[Region annotation rows]
** START **

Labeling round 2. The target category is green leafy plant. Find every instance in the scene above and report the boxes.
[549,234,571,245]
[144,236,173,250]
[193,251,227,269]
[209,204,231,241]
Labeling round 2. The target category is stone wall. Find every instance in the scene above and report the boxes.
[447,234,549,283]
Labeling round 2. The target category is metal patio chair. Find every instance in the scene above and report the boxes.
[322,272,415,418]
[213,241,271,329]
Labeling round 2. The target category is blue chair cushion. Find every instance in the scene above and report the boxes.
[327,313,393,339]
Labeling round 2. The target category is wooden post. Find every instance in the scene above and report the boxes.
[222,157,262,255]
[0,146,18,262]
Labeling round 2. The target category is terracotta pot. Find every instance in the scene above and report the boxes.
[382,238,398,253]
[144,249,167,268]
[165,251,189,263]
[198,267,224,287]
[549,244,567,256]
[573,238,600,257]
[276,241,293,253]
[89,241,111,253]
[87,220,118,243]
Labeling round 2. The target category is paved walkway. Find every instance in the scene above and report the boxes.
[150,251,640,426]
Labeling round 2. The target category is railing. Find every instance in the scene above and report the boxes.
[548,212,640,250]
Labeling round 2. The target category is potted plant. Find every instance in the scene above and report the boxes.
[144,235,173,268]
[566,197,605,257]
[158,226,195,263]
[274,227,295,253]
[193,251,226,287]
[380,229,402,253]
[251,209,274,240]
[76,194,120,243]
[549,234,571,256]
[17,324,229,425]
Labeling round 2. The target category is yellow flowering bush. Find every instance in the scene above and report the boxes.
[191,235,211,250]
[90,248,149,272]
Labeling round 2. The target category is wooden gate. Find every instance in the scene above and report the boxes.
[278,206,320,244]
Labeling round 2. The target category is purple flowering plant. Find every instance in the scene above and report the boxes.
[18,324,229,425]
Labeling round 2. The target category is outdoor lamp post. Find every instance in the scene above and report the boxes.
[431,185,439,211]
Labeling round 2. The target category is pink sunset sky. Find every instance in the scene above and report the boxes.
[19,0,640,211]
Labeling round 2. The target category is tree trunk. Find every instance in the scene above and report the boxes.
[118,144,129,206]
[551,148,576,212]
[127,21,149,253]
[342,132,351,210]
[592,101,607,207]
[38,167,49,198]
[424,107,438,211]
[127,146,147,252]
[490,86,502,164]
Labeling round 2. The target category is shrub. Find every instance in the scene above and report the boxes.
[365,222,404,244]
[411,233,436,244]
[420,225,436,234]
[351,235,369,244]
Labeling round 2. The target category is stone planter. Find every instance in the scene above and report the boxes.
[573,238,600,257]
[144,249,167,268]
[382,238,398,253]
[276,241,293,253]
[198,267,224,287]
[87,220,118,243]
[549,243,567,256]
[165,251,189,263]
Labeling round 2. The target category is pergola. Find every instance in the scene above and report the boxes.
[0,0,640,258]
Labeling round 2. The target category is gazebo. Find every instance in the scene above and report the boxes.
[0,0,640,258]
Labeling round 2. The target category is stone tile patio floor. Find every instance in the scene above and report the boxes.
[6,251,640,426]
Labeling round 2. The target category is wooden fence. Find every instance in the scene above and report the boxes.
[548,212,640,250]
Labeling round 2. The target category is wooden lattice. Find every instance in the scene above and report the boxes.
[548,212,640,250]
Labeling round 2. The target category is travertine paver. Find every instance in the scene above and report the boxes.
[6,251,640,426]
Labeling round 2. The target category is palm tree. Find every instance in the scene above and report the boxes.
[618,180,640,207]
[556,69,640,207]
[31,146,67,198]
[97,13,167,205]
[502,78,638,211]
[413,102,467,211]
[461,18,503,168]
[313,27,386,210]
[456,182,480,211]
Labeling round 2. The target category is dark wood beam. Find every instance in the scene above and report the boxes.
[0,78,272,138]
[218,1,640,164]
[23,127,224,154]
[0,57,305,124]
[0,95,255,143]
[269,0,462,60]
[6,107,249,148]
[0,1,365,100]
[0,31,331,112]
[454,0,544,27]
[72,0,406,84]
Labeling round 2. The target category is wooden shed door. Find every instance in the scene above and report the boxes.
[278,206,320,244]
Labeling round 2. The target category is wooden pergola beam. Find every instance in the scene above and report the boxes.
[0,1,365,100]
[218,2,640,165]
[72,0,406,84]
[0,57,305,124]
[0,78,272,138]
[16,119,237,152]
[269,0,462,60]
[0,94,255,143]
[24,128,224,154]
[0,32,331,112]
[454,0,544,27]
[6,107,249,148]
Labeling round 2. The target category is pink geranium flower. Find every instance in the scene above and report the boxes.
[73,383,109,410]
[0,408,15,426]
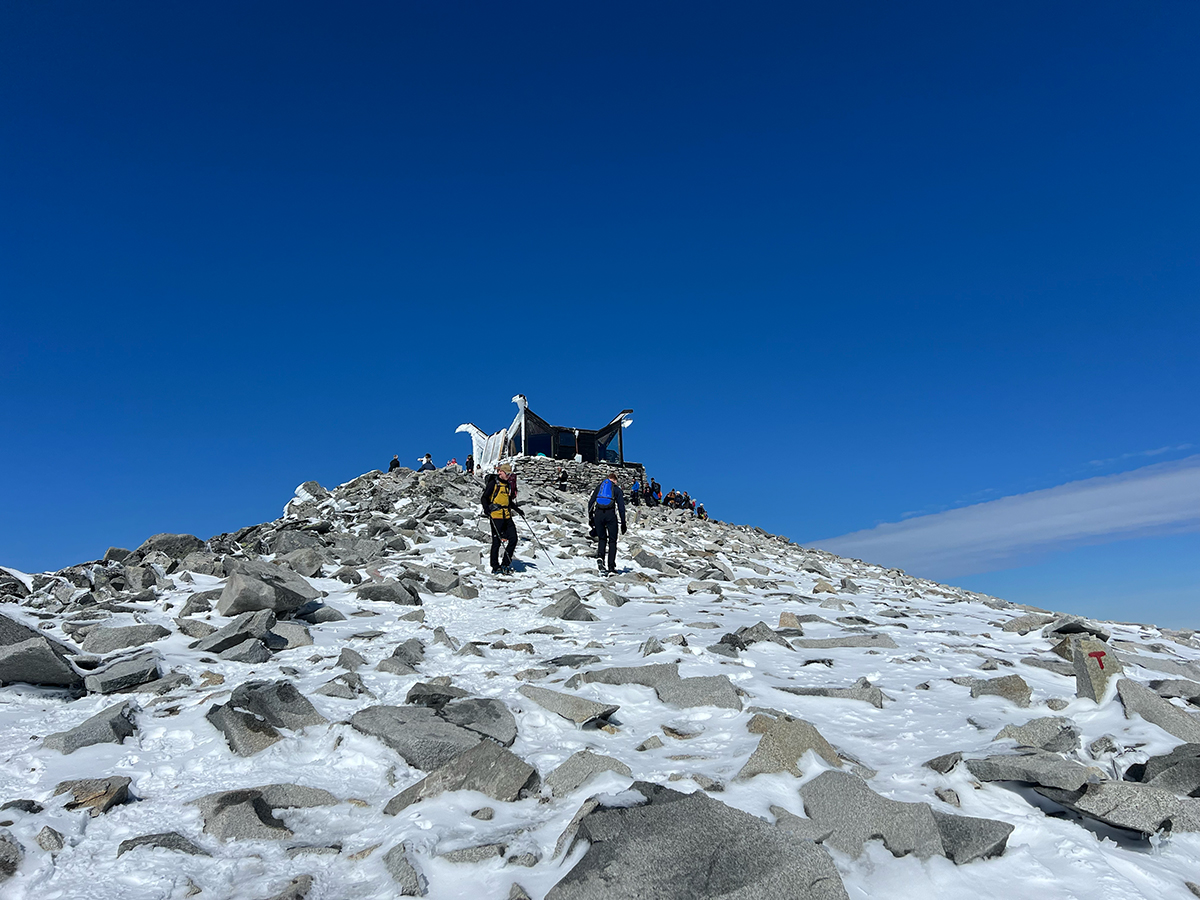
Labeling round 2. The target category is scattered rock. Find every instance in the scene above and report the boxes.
[546,781,847,900]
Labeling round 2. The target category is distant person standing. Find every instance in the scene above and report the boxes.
[588,472,625,575]
[479,462,521,575]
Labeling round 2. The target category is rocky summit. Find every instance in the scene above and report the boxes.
[0,469,1200,900]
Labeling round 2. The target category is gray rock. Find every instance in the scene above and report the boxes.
[971,676,1031,708]
[517,684,620,725]
[252,784,338,811]
[792,635,898,650]
[541,588,600,622]
[546,781,847,900]
[271,622,312,650]
[1117,678,1200,742]
[277,547,325,578]
[778,678,883,709]
[42,702,137,755]
[800,772,944,859]
[354,578,421,606]
[0,613,44,647]
[404,680,467,709]
[931,811,1013,865]
[1070,636,1122,703]
[83,625,170,655]
[116,832,210,857]
[580,662,742,709]
[1038,781,1200,834]
[736,715,841,781]
[383,740,539,816]
[83,650,162,694]
[133,533,204,559]
[216,557,320,616]
[35,826,66,853]
[54,775,131,816]
[188,790,292,841]
[545,750,634,797]
[268,875,312,900]
[925,750,962,775]
[229,679,329,728]
[204,703,283,756]
[1003,612,1055,635]
[440,697,517,746]
[350,706,481,772]
[383,844,428,896]
[0,829,25,883]
[217,640,271,665]
[0,635,83,688]
[994,715,1080,754]
[966,750,1092,791]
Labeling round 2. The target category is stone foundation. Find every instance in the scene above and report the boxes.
[504,456,646,499]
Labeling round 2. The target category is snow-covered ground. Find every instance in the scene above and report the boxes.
[0,475,1200,900]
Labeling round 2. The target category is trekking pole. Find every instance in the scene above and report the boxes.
[517,510,558,569]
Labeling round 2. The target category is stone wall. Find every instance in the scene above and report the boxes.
[505,456,646,497]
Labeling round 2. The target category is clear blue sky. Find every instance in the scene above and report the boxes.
[0,0,1200,626]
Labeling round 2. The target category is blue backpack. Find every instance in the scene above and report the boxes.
[596,478,612,509]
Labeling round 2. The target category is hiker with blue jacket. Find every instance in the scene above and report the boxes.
[588,472,625,575]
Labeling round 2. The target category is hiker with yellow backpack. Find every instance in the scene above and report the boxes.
[479,462,521,575]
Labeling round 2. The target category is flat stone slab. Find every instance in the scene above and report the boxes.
[439,697,517,746]
[1117,678,1200,742]
[580,662,742,709]
[966,750,1092,791]
[188,790,292,841]
[54,775,132,816]
[546,781,847,900]
[545,750,634,797]
[736,715,841,781]
[1038,781,1200,834]
[800,772,1013,865]
[0,635,83,688]
[116,832,211,857]
[971,676,1032,708]
[83,625,170,656]
[383,740,540,816]
[792,635,899,650]
[517,684,620,725]
[994,715,1080,754]
[350,706,482,772]
[775,678,883,709]
[83,650,161,694]
[42,703,137,755]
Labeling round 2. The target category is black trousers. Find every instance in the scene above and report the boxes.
[490,518,517,569]
[592,509,617,569]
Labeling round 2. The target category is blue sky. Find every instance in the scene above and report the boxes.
[0,2,1200,626]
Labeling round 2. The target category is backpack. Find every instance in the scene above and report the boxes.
[596,478,613,509]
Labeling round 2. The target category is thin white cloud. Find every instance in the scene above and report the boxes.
[812,455,1200,577]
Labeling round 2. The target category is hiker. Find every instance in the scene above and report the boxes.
[588,472,625,575]
[479,462,521,575]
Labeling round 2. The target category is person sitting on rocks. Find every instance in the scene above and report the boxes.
[588,470,625,575]
[479,462,521,575]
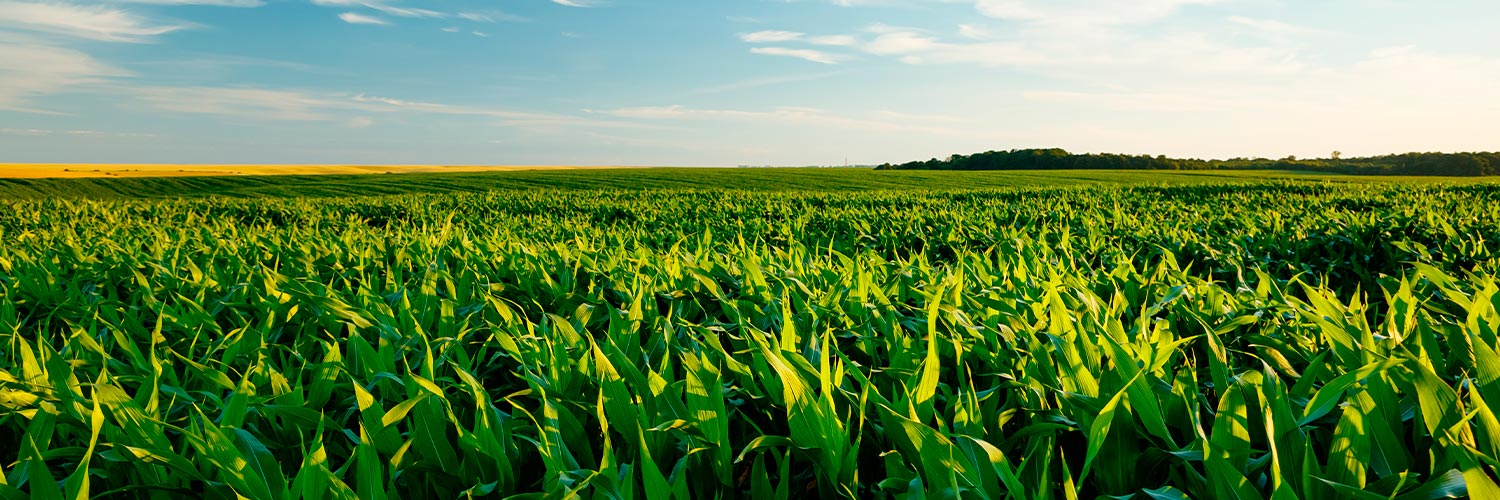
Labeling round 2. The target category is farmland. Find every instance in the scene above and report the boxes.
[0,170,1500,500]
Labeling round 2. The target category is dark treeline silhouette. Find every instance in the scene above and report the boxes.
[876,149,1500,176]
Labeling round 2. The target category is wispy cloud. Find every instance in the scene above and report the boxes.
[740,30,807,44]
[117,86,659,129]
[750,47,845,65]
[0,33,129,113]
[593,105,974,135]
[975,0,1227,26]
[120,0,266,8]
[339,12,390,26]
[0,0,183,42]
[687,71,846,95]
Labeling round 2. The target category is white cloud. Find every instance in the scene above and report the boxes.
[0,0,183,42]
[339,12,390,26]
[120,0,266,8]
[594,105,972,135]
[740,30,806,44]
[0,36,128,113]
[750,47,843,65]
[312,0,452,19]
[0,129,53,137]
[975,0,1226,26]
[807,35,860,47]
[959,24,995,41]
[1229,15,1334,38]
[113,87,654,129]
[125,87,336,122]
[687,71,845,95]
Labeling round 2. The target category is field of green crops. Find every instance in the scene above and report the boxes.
[0,173,1500,500]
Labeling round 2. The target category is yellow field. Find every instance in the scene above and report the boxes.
[0,164,629,179]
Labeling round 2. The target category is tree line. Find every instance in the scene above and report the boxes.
[876,149,1500,176]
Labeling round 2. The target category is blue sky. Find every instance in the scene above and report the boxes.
[0,0,1500,165]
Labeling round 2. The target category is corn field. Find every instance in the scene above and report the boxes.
[0,182,1500,500]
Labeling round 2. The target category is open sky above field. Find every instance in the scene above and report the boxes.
[0,0,1500,165]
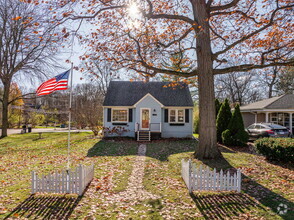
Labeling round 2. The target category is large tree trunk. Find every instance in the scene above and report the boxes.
[191,0,220,159]
[1,82,10,138]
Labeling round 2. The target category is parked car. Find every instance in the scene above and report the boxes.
[246,123,291,140]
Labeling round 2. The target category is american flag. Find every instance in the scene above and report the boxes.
[36,70,70,96]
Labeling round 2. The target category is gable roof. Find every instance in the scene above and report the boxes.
[103,81,193,107]
[240,94,294,111]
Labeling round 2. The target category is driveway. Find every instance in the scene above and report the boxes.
[0,128,91,135]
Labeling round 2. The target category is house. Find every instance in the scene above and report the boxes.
[103,81,193,140]
[240,94,294,133]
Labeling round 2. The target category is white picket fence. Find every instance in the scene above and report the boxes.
[182,160,241,192]
[32,164,94,195]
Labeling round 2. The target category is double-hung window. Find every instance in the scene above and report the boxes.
[169,109,185,123]
[112,109,128,122]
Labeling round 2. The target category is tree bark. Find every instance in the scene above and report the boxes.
[190,0,221,159]
[1,82,10,138]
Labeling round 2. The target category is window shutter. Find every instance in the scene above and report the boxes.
[185,109,190,123]
[164,109,168,122]
[129,108,133,122]
[107,108,111,122]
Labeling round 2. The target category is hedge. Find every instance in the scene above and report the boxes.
[255,138,294,162]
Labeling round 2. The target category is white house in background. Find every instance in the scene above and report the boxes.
[240,94,294,133]
[103,81,194,141]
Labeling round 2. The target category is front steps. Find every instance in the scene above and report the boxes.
[137,131,151,141]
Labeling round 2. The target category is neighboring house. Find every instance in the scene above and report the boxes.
[103,81,193,140]
[240,94,294,133]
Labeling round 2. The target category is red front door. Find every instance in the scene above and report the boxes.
[141,109,150,130]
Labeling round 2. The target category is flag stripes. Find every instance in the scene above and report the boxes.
[36,70,69,96]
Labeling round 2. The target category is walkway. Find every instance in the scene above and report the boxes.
[81,144,160,219]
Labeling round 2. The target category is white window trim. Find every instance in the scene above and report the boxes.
[168,108,186,124]
[140,108,151,130]
[111,108,129,123]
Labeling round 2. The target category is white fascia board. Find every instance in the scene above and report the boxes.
[134,93,164,107]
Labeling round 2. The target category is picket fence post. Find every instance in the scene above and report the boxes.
[181,159,241,193]
[31,164,94,195]
[188,159,192,193]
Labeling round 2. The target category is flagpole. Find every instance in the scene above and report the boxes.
[67,63,73,170]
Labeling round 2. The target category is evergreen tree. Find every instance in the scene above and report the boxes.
[216,99,232,142]
[215,99,222,117]
[222,104,248,146]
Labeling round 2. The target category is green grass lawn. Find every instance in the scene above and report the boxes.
[0,132,294,219]
[0,132,137,219]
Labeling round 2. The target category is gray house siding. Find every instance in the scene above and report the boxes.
[241,112,255,127]
[136,95,162,129]
[161,109,193,138]
[103,107,136,137]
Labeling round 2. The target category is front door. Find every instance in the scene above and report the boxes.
[141,108,150,130]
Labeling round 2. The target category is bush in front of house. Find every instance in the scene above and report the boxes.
[193,106,200,134]
[216,99,232,143]
[222,104,249,146]
[255,138,294,162]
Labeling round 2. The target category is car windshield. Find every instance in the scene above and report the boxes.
[268,124,286,129]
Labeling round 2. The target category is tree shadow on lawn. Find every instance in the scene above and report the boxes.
[196,158,294,220]
[87,140,138,157]
[4,195,83,219]
[190,192,263,219]
[87,139,197,161]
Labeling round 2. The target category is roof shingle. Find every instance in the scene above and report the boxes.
[240,94,294,111]
[103,81,193,107]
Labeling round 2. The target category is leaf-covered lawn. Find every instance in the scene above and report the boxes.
[0,133,294,219]
[144,141,294,220]
[0,133,137,219]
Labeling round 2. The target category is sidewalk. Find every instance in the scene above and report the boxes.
[0,128,91,135]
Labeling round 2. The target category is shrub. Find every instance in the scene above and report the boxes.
[193,106,199,134]
[222,129,233,146]
[216,99,232,142]
[222,105,248,146]
[255,138,294,162]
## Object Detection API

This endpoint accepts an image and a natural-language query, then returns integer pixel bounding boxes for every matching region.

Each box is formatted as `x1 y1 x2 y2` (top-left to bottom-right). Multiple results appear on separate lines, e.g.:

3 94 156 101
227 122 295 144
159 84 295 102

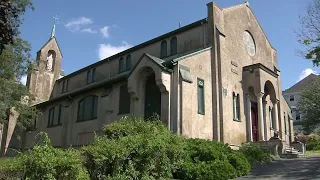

** END **

Please repeat the rows from the line containing "Labeling round 2. The target category is white cloud." up to and including the line containing "[687,71,845,95]".

=== The answer ===
Labeling round 2. The target category is white cloud. Find every instance in the scene above and report the boxes.
[0,0,183,42]
[339,12,390,26]
[120,0,266,8]
[594,105,972,135]
[740,30,806,44]
[0,36,128,113]
[750,47,843,65]
[312,0,452,19]
[0,129,53,137]
[975,0,1226,26]
[807,35,860,47]
[959,24,995,41]
[1229,15,1334,38]
[113,87,654,129]
[125,87,336,122]
[687,71,845,95]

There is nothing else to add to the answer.